----- Metin Bölümü

İNSAN- ZAMAN SÛRESİ
-1-
هَلْ أَتَى عَلَى الْإِنسَانِ حِينٌ مِّنَ الدَّهْرِ لَمْ يَكُن شَيْئًا مَّذْكُورًا
Hel etâ alel insâni hînun mined dehri lem yekun şey’en mezkûrâ
Hel eta ala el insane | : değildi, geldi, gelen, geçti, karşı, göre, için, insan |
hinun | : ne zaman, sınırsız vakit, uzun zaman, |
Min ed dehri | : zaman, uzun süre, devir, |
lem yekun şeyen | : değildi, hayır, asla, olmadı, bir şey, |
mezkuren | : hatırlanacak, zikri geçen, anılan, fark edilen, |
1- İnsan uzun bir zaman gelip geçirdi, bir şeyi fark eden değildi.
-2-
إِنَّا خَلَقْنَا الْإِنسَانَ مِن نُّطْفَةٍ أَمْشَاجٍ نَّبْتَلِيهِ فَجَعَلْنَاهُ سَمِيعًا بَصِيرًا
İnnâ halaknel insâne min nutfetin emşâcin nebtelîhi fe cealnâhu semîan basîrâ
İnnâ halakna el insane | : muhakkak ki, doğrusu, yarattık, halk ettik, insan |
min nutfetin | : nutfe, bir damla, öz taşıyan hücre, |
emşâcin | : gametler, iki hücrenin birleşmesiyle |
nebtelî-hi | : onu, çıkma, meydana gelme, |
fe cealnâ-hu | : sonra, öyle ki, kıldık, yapıldı, düzenlendi, o, hu, |
semian basiran | : işitmek, görmek |
2- Biz insanı, iki hücrenin birleşmesiyle, öz taşıyan bir nutfeden yarattık. Sonra onu işitici, görücü bir hâlde düzenledik.

----------
----- Verilen Veriler

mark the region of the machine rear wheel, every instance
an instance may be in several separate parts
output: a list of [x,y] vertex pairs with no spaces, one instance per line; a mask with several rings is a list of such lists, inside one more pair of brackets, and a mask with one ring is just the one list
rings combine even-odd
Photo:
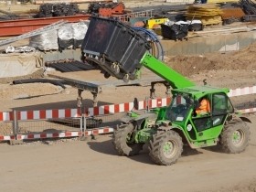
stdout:
[[149,155],[161,165],[175,164],[183,151],[182,139],[175,131],[157,132],[150,141]]
[[143,149],[143,144],[132,141],[134,126],[133,123],[123,124],[113,132],[112,144],[120,155],[132,156],[139,154]]
[[250,128],[242,121],[234,121],[228,124],[220,135],[220,144],[224,152],[239,154],[249,144]]

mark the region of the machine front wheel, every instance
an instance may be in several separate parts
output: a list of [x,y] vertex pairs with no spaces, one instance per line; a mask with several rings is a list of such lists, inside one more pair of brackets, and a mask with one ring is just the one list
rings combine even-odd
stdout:
[[229,123],[220,135],[220,144],[224,152],[239,154],[249,144],[250,128],[242,121]]
[[171,165],[180,157],[183,151],[182,139],[175,131],[157,132],[149,145],[149,155],[160,165]]

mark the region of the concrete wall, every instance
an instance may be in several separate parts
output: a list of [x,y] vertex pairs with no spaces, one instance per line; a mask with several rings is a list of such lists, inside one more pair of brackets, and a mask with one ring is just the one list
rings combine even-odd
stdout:
[[206,37],[188,38],[187,41],[161,40],[165,55],[190,55],[240,50],[256,41],[256,32],[234,33]]

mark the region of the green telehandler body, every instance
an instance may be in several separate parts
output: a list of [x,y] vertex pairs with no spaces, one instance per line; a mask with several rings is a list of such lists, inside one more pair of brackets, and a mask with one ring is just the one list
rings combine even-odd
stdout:
[[[172,100],[167,107],[141,114],[131,112],[122,120],[112,140],[119,155],[134,155],[149,144],[152,160],[169,165],[180,157],[185,144],[191,148],[220,144],[232,154],[245,150],[250,140],[246,122],[251,121],[235,113],[229,89],[197,86],[149,53],[144,54],[141,64],[169,83]],[[197,114],[202,98],[209,101],[210,112]]]

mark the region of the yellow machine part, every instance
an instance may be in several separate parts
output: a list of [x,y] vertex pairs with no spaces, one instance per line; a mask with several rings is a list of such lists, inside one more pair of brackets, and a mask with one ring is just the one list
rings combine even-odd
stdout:
[[146,21],[146,28],[153,28],[155,25],[160,25],[166,22],[168,18],[151,18]]

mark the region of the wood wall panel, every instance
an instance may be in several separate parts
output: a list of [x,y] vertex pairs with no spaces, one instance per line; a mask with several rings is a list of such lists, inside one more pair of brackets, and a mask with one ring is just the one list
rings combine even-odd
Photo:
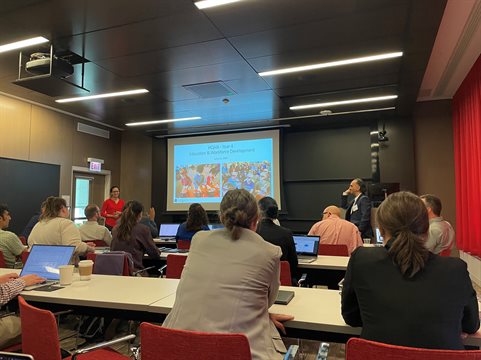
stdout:
[[28,160],[31,105],[0,95],[0,156]]

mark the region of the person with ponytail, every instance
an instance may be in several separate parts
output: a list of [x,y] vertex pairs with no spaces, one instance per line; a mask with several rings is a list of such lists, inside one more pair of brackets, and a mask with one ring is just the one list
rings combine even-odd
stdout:
[[384,247],[351,255],[342,316],[361,337],[429,349],[464,349],[462,333],[479,328],[476,292],[466,263],[425,248],[429,219],[410,192],[391,194],[377,210]]
[[243,333],[252,359],[282,359],[286,348],[276,326],[288,315],[269,314],[279,289],[281,249],[255,233],[256,199],[229,190],[220,204],[223,229],[199,231],[162,326],[204,332]]
[[150,229],[139,224],[143,211],[144,207],[140,202],[129,201],[123,208],[118,224],[112,230],[110,249],[130,253],[134,261],[133,271],[144,268],[142,264],[144,253],[154,260],[160,260],[160,253],[152,239]]

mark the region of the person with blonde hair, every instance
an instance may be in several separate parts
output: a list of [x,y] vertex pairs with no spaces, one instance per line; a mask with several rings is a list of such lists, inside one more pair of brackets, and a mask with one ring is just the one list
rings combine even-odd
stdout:
[[342,316],[361,338],[429,349],[464,349],[461,334],[479,328],[478,301],[466,263],[425,247],[429,219],[410,192],[377,210],[384,247],[357,248],[342,289]]
[[247,190],[224,195],[220,220],[225,228],[194,235],[163,326],[243,333],[252,359],[282,359],[286,349],[275,326],[292,317],[268,312],[279,289],[281,249],[255,233],[258,211]]
[[45,200],[45,211],[28,237],[28,245],[74,245],[76,255],[95,251],[95,244],[83,242],[72,220],[65,199],[50,196]]

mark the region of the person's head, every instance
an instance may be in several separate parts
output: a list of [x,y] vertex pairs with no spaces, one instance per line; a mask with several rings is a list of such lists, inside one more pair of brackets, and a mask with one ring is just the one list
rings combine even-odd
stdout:
[[366,192],[366,184],[364,183],[364,181],[362,181],[362,179],[356,178],[351,181],[351,184],[349,185],[349,190],[354,196],[364,194]]
[[144,206],[136,200],[129,201],[124,205],[117,229],[120,240],[130,239],[132,229],[142,218],[143,211]]
[[8,206],[5,204],[0,204],[0,229],[8,228],[8,224],[10,224],[10,220],[12,217],[10,216],[10,210]]
[[68,219],[70,216],[65,199],[56,196],[49,196],[45,200],[45,211],[41,218],[44,220],[62,217]]
[[425,248],[429,219],[422,200],[407,191],[391,194],[376,213],[379,230],[387,242],[393,239],[389,255],[406,277],[424,268],[428,257]]
[[187,213],[186,229],[188,231],[197,231],[202,229],[203,226],[209,224],[207,213],[201,204],[193,203],[189,206]]
[[97,221],[100,217],[100,209],[95,204],[89,204],[85,207],[84,214],[87,220]]
[[340,217],[341,216],[341,210],[335,205],[329,205],[324,209],[322,212],[322,220],[329,219],[330,217]]
[[443,204],[437,196],[431,194],[421,195],[421,200],[424,202],[424,205],[426,205],[430,219],[441,216]]
[[259,209],[263,218],[277,219],[279,207],[277,202],[270,196],[265,196],[259,200]]
[[118,186],[112,186],[110,188],[110,197],[112,199],[118,199],[120,196],[120,188]]
[[239,239],[242,228],[255,230],[258,217],[256,199],[247,190],[229,190],[222,198],[219,218],[233,240]]

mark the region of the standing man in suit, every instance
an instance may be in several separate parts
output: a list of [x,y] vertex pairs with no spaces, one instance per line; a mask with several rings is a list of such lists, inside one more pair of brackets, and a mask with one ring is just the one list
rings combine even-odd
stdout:
[[[356,178],[351,181],[349,188],[342,193],[341,207],[346,209],[346,220],[357,226],[362,238],[372,238],[371,228],[371,200],[364,195],[366,184],[362,179]],[[349,202],[347,197],[354,196]]]

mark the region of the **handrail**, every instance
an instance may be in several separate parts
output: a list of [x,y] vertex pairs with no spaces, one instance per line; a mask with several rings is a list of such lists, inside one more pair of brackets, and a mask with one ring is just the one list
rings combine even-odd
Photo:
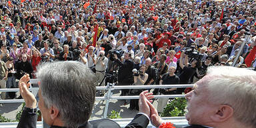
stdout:
[[[31,84],[37,84],[39,79],[30,79]],[[107,114],[109,104],[109,101],[111,99],[137,99],[138,95],[133,96],[112,96],[113,90],[119,89],[159,89],[159,88],[185,88],[185,87],[193,87],[193,84],[184,84],[184,85],[125,85],[125,86],[115,86],[115,85],[108,84],[104,87],[96,87],[97,90],[105,89],[107,90],[104,97],[96,97],[96,100],[105,100],[106,103],[105,106],[105,110],[103,113],[103,118],[107,118]],[[30,87],[29,91],[32,91],[34,95],[36,95],[39,87]],[[0,89],[0,92],[12,92],[19,91],[19,88],[15,89]],[[184,97],[185,95],[154,95],[155,98],[174,98],[174,97]],[[0,100],[0,103],[23,103],[23,99],[5,99]],[[184,118],[184,117],[183,117]]]

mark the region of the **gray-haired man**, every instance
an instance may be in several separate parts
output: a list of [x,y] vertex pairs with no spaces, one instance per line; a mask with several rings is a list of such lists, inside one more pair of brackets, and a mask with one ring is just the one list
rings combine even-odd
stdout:
[[[77,61],[48,63],[37,68],[39,79],[38,106],[44,121],[51,128],[92,128],[95,123],[88,122],[95,100],[95,75],[84,64]],[[35,96],[27,89],[29,76],[24,75],[19,81],[20,93],[25,101],[25,107],[17,127],[36,127],[37,114]],[[140,102],[145,102],[143,97]],[[126,128],[146,127],[149,107],[142,106],[140,111]],[[147,120],[146,121],[140,121]],[[105,121],[103,121],[105,122]],[[100,122],[103,127],[119,127],[117,123]],[[96,124],[99,126],[99,124]]]

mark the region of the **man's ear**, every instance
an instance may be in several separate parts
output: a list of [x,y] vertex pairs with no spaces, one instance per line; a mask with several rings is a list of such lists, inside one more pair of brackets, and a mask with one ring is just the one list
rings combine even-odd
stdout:
[[59,117],[59,111],[54,106],[51,106],[49,109],[49,114],[51,119],[54,120],[55,119]]
[[231,118],[234,114],[233,109],[228,105],[221,105],[216,110],[215,114],[211,116],[214,122],[223,122]]

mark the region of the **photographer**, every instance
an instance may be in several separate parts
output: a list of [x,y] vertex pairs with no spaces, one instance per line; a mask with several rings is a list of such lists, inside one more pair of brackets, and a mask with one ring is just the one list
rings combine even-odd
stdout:
[[155,81],[158,79],[158,70],[154,66],[151,65],[151,59],[147,58],[145,60],[146,73],[149,75],[145,85],[153,85]]
[[94,47],[90,46],[89,47],[89,51],[85,54],[85,57],[87,59],[87,65],[88,67],[92,68],[94,66],[94,63],[95,63],[96,55],[93,53]]
[[[153,66],[158,69],[158,79],[155,81],[156,85],[159,85],[159,81],[163,74],[167,72],[168,65],[165,63],[167,57],[165,54],[161,55],[161,57],[159,61],[154,63]],[[154,95],[157,94],[159,89],[155,89],[153,93]]]
[[27,55],[23,53],[21,55],[22,61],[18,62],[16,67],[17,79],[20,79],[25,73],[29,74],[29,77],[32,78],[33,67],[32,64],[27,61]]
[[[139,68],[139,71],[137,71],[136,69],[134,69],[133,70],[133,85],[143,85],[146,82],[149,75],[145,73],[146,71],[146,65],[141,65],[141,66]],[[143,89],[131,89],[130,94],[131,95],[139,95],[139,93],[141,93]],[[136,109],[139,111],[139,99],[131,99],[130,101],[130,110],[132,110],[133,109]]]
[[[164,74],[160,80],[159,85],[177,85],[179,84],[179,78],[174,73],[175,72],[176,67],[170,67],[169,68],[169,73]],[[169,89],[160,89],[160,94],[161,95],[172,95],[177,94],[177,88]],[[159,99],[157,104],[157,111],[162,113],[163,108],[167,104],[169,98],[160,98]]]
[[[179,59],[179,67],[183,69],[179,76],[181,84],[188,84],[190,79],[195,74],[197,68],[201,67],[201,61],[194,58],[192,59],[191,63],[189,63],[188,56],[189,55],[185,54],[185,51],[183,51]],[[179,88],[177,90],[177,93],[181,93],[184,91],[185,88]]]
[[59,45],[59,41],[57,39],[55,39],[53,42],[54,47],[53,47],[54,55],[55,55],[55,57],[54,60],[57,60],[59,57],[59,53],[63,51],[63,48],[62,48]]
[[73,52],[69,51],[69,45],[63,45],[63,51],[59,54],[59,60],[60,61],[72,61],[73,60]]
[[[43,46],[44,47],[41,48],[40,49],[40,53],[42,55],[42,58],[43,57],[47,57],[46,56],[46,54],[45,53],[48,53],[51,59],[53,59],[53,58],[55,57],[54,56],[54,51],[53,50],[53,49],[51,49],[51,47],[49,47],[49,42],[45,41],[45,42],[43,42]],[[47,54],[47,55],[48,55]]]
[[113,35],[112,34],[109,35],[109,41],[112,47],[112,49],[115,49],[115,45],[117,45],[117,40],[115,40],[114,35]]
[[110,45],[110,42],[109,41],[108,38],[103,38],[101,39],[101,41],[103,43],[101,45],[101,47],[104,48],[105,55],[107,55],[109,53],[109,51],[112,49],[111,45]]
[[[96,77],[97,78],[97,81],[99,83],[99,86],[105,85],[105,80],[102,82],[101,85],[99,85],[101,82],[101,81],[104,79],[105,76],[105,71],[107,69],[107,63],[109,61],[109,59],[105,57],[105,51],[101,51],[99,53],[99,56],[97,57],[95,65],[95,69],[96,69]],[[105,91],[101,90],[101,93],[104,94]]]
[[[131,59],[131,53],[125,53],[124,55],[124,61],[121,61],[117,57],[117,54],[114,54],[115,62],[119,65],[118,72],[118,85],[129,85],[133,83],[133,77],[132,70],[133,69],[133,62]],[[128,89],[123,89],[121,95],[125,95],[128,93]]]
[[82,62],[83,64],[86,65],[86,67],[88,67],[87,65],[87,59],[85,57],[85,53],[83,50],[81,51],[81,54],[79,55],[79,59],[78,59],[79,61]]

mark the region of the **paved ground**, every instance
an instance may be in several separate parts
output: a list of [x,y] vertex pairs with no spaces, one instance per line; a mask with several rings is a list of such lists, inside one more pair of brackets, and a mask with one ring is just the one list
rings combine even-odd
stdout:
[[[121,91],[120,91],[121,92]],[[113,95],[120,95],[119,91],[114,91]],[[112,110],[120,112],[120,115],[122,118],[133,118],[138,111],[129,110],[129,104],[124,105],[124,100],[111,100],[109,103],[109,107],[108,110],[108,115]],[[157,105],[157,102],[154,102],[153,105]],[[95,103],[95,108],[93,110],[93,113],[91,116],[91,119],[101,118],[103,116],[104,108],[105,101],[96,101]],[[21,109],[21,103],[5,103],[3,106],[0,106],[0,114],[3,116],[10,119],[11,120],[15,119],[15,116],[17,113]]]

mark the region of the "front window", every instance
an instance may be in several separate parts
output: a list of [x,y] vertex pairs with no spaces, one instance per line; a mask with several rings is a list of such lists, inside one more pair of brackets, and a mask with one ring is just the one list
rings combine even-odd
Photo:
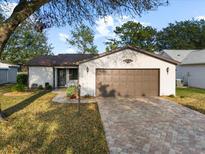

----------

Görevler:
1/ Metnin "İNSAN- ZAMAN SÛRESİ" sözlerinden "fark eden değildi." sözlerine kadar olan bölümünü, "değildi" yerine "yoktu" koyarak yeniden yazın.
2/ Listede "front" kelimesinin geçtiği bütün satırları bulun ve kopyalayın.

Görev Sonuçları:
1/
İNSAN- ZAMAN SÛRESİ
-1-
هَلْ أَتَى عَلَى الْإِنسَانِ حِينٌ مِّنَ الدَّهْرِ لَمْ يَكُن شَيْئًا مَّذْكُورًا
Hel etâ alel insâni hînun mined dehri lem yekun şey’en mezkûrâ
Hel eta ala el insane | : yoktu, geldi, gelen, geçti, karşı, göre, için, insan |
hinun | : ne zaman, sınırsız vakit, uzun zaman, |
Min ed dehri | : zaman, uzun süre, devir, |
lem yekun şeyen | : yoktu, hayır, asla, olmadı, bir şey, |
mezkuren | : hatırlanacak, zikri geçen, anılan, fark edilen, |
1- İnsan uzun bir zaman gelip geçirdi, bir şeyi fark eden yoktu.

2/
mark the region of the machine front wheel, every instance
mark the region of the "front window", every instance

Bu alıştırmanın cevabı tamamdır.